Work required: In the data from the line containing "the woman's leg" through the line containing "point(213, 105)", substitute "density-map build" for every "heat-map build" and leave everything else unchanged. Give back only those lines.

Material for this task:

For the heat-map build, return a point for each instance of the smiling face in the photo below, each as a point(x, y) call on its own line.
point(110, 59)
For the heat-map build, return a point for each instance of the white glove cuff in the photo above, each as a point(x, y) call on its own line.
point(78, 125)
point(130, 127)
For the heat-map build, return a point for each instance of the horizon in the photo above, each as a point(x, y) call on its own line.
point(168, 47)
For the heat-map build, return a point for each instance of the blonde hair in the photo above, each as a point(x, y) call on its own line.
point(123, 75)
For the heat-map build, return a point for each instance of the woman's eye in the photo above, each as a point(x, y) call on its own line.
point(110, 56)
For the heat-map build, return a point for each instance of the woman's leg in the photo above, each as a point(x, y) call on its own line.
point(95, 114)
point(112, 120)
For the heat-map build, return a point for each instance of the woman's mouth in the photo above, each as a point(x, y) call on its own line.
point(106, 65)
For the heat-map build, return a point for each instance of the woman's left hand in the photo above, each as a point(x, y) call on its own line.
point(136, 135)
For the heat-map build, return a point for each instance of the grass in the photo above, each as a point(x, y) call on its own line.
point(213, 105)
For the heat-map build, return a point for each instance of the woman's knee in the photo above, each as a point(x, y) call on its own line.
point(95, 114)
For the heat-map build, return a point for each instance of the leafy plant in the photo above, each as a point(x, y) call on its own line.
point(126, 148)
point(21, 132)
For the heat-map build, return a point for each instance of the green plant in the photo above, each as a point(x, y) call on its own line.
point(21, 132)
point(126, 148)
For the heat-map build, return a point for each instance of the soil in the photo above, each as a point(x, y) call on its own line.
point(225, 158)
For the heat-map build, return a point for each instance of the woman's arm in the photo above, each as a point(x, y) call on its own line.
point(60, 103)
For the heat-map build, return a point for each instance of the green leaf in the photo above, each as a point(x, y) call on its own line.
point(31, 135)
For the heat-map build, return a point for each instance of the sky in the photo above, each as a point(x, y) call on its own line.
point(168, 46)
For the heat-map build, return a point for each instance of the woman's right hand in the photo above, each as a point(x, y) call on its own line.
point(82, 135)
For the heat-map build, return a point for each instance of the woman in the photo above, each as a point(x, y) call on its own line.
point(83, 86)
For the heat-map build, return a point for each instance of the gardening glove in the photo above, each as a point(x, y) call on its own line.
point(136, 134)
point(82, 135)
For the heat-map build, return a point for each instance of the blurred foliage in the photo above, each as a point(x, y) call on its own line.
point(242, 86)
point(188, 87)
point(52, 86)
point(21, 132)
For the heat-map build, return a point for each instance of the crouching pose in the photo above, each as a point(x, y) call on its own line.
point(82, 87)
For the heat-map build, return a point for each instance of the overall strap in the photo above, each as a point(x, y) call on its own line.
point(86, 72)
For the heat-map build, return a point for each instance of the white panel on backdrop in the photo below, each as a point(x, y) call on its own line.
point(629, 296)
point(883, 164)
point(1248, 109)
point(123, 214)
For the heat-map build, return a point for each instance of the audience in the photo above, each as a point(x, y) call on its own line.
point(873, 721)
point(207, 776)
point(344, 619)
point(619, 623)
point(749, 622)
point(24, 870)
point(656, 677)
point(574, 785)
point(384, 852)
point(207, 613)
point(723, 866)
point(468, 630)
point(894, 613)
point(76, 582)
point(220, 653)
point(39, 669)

...

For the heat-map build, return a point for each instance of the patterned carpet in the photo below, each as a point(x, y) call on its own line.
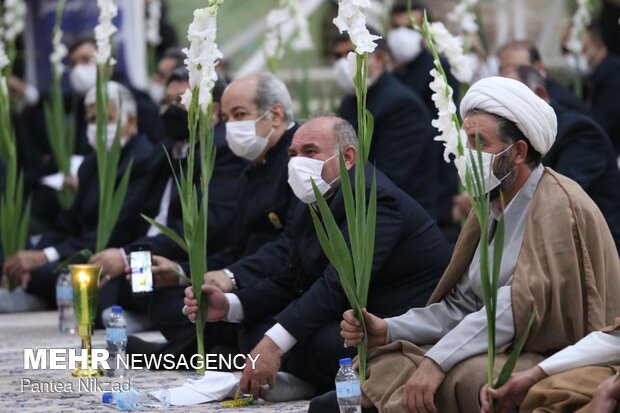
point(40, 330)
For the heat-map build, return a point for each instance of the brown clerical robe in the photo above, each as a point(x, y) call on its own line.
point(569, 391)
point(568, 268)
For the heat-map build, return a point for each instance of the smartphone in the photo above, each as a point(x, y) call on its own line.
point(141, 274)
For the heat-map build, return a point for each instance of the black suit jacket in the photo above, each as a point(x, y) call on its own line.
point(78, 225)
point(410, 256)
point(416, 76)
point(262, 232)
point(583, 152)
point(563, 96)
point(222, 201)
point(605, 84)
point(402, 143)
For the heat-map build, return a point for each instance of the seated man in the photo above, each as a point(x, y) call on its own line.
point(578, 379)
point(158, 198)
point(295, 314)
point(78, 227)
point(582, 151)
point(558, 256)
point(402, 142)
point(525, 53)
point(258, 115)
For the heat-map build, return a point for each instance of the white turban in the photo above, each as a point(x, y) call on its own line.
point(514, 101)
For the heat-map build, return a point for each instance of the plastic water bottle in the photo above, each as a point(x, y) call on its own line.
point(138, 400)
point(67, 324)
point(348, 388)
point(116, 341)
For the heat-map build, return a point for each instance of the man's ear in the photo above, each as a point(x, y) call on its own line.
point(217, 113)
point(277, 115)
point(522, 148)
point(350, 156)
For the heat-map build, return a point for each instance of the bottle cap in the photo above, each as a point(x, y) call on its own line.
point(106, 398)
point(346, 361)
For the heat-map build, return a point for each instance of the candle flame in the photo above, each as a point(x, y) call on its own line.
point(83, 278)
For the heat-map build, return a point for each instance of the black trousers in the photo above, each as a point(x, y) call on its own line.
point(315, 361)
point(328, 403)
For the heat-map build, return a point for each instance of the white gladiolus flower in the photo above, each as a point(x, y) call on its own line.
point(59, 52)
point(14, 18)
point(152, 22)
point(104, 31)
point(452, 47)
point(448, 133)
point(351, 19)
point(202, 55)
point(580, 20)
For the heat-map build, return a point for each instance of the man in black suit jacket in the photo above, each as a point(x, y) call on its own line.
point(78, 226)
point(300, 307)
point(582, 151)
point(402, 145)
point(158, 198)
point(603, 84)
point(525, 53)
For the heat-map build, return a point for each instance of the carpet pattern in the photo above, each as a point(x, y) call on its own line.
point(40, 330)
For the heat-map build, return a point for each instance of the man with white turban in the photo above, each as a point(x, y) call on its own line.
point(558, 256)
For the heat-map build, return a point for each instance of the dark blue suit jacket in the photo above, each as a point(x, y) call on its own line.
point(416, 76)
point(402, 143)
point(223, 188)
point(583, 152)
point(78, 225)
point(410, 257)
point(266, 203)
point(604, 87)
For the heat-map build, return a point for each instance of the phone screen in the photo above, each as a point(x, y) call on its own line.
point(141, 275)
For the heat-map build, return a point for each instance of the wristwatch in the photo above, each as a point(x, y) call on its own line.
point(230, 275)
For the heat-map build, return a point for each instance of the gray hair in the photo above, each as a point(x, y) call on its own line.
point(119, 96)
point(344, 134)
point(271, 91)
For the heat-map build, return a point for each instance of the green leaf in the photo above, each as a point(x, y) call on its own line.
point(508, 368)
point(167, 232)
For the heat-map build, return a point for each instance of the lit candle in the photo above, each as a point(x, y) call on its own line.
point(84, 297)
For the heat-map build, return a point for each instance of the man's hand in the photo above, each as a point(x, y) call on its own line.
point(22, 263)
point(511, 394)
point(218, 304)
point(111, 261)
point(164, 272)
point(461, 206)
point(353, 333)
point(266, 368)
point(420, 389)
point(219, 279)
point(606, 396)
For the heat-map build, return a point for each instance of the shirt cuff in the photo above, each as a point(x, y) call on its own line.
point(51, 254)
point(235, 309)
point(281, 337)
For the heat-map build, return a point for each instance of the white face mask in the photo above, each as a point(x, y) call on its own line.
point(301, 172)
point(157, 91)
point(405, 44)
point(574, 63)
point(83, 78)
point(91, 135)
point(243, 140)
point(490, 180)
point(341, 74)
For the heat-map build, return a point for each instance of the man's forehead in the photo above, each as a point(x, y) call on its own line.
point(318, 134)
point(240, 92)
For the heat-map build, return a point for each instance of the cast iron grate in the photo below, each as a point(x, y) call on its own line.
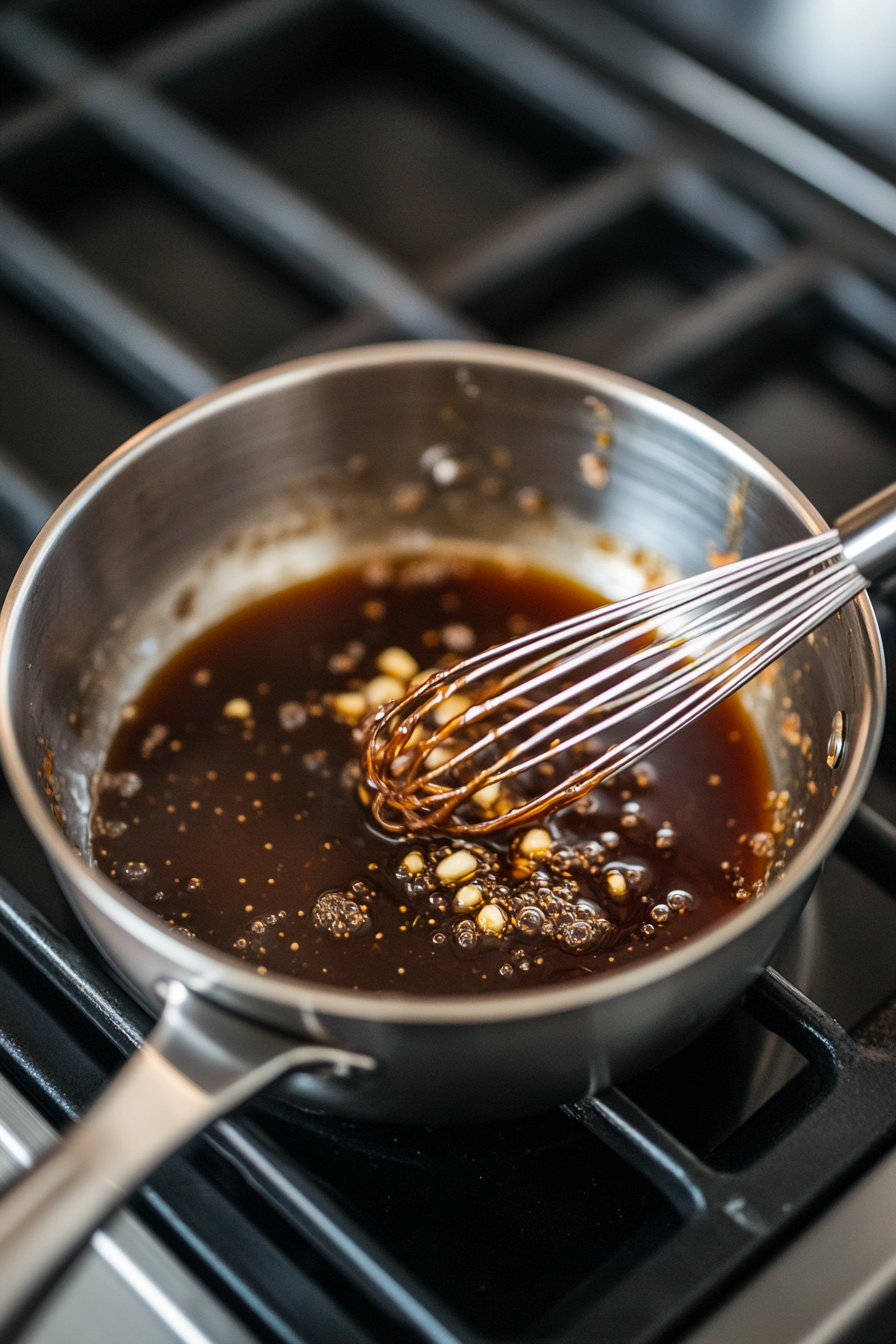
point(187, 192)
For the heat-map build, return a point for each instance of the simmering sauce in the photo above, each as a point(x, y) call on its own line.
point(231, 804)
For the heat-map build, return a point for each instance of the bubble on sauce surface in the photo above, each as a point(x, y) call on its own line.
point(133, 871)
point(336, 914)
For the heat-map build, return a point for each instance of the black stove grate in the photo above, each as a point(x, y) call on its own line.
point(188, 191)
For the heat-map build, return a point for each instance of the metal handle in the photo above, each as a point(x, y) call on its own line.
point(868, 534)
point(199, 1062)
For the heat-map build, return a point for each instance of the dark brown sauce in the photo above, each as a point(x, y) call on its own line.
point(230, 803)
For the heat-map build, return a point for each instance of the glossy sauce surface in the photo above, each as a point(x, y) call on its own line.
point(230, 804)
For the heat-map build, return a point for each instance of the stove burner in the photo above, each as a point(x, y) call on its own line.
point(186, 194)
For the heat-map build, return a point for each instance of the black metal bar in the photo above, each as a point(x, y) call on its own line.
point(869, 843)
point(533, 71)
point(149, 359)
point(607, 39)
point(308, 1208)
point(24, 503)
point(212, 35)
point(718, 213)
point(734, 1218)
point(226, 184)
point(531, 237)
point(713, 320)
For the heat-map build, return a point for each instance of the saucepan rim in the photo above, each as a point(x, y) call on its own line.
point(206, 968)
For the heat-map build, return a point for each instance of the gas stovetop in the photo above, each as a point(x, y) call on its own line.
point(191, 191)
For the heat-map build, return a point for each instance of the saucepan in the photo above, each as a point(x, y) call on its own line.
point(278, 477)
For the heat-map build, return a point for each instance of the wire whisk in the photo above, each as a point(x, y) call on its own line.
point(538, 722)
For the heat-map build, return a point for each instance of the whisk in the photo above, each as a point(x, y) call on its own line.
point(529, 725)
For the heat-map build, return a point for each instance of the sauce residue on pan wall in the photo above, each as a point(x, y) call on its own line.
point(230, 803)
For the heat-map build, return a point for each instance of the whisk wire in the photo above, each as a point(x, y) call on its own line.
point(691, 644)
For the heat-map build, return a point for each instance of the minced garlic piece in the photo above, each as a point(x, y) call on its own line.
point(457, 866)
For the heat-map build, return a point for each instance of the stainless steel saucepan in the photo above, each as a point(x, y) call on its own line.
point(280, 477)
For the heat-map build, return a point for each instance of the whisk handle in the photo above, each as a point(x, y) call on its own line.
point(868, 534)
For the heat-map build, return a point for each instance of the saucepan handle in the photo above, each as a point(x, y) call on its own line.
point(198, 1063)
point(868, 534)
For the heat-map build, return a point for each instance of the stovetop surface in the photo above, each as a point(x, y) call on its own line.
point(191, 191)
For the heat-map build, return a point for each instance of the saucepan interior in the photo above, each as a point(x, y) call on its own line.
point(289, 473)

--

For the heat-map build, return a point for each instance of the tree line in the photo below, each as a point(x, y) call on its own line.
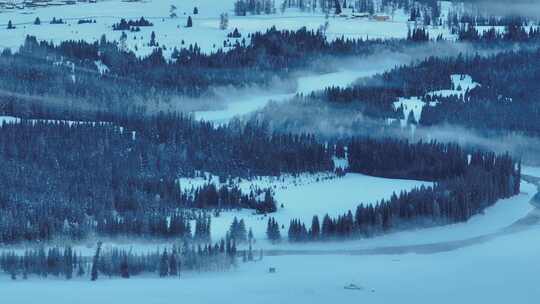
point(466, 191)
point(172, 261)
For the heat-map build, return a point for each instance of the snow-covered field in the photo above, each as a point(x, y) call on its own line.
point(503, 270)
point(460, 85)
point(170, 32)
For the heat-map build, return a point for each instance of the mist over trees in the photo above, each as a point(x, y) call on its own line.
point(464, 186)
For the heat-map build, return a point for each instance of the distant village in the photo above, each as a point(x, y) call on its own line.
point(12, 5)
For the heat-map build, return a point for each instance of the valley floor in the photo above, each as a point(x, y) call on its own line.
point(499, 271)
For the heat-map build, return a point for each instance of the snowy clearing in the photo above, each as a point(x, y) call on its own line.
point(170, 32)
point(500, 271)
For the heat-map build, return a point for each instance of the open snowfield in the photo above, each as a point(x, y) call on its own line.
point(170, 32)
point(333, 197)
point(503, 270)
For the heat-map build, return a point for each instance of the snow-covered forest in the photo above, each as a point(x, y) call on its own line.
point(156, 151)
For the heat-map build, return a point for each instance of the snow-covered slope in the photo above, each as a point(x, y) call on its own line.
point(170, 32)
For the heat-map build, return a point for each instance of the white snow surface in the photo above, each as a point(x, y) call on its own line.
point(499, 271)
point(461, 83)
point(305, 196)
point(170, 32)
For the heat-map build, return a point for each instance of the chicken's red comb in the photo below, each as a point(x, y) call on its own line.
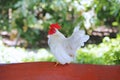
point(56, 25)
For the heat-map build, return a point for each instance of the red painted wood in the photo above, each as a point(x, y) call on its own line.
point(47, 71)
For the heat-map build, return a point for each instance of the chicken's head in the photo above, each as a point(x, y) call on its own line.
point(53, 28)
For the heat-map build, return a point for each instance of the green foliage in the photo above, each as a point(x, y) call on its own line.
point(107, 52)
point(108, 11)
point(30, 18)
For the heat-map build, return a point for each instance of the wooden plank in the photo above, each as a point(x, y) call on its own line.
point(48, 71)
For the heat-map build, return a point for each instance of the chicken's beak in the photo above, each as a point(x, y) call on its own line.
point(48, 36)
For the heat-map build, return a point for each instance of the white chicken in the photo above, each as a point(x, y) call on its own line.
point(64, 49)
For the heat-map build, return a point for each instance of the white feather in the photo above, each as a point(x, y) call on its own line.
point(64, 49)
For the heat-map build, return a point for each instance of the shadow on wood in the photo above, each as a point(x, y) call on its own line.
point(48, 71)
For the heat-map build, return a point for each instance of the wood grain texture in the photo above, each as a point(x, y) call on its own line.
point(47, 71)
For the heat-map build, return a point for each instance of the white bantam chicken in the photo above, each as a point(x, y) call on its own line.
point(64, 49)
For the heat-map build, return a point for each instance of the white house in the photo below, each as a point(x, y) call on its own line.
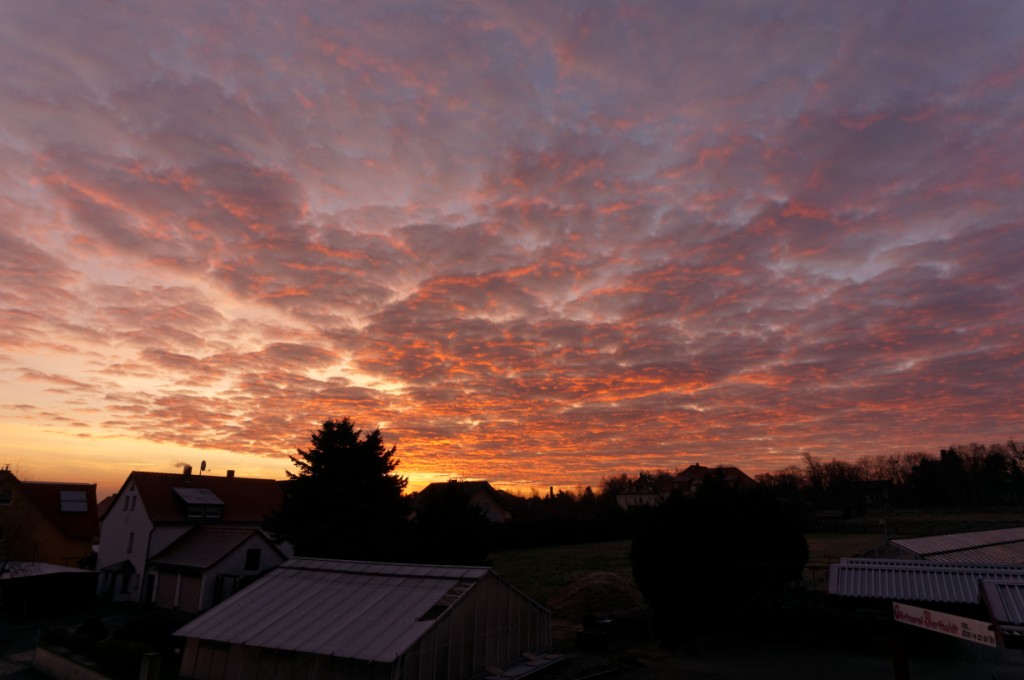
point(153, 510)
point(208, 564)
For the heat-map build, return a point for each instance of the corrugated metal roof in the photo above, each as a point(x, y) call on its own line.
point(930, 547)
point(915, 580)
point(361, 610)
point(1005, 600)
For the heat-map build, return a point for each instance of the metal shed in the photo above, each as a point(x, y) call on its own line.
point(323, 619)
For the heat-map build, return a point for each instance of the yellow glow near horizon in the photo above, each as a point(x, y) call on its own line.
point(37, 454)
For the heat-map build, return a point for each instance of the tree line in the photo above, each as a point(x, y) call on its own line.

Task answer:
For the density-map build, return a point for each instance of the woman's leg in the photo above, each as a point(x, y) call on its own line.
point(95, 114)
point(112, 120)
For the density-map build, return a point for each instance of the woman's mouth in the photo above, each as a point(x, y) call on its own line.
point(106, 65)
For the density-map build, return a point for each instance of the woman's left hand in the photo above, each as a point(x, y) call on its own line.
point(136, 135)
For the density-map build, return a point for each instance of the grass in the photo above, each as a point(x, y) call on its own line.
point(213, 105)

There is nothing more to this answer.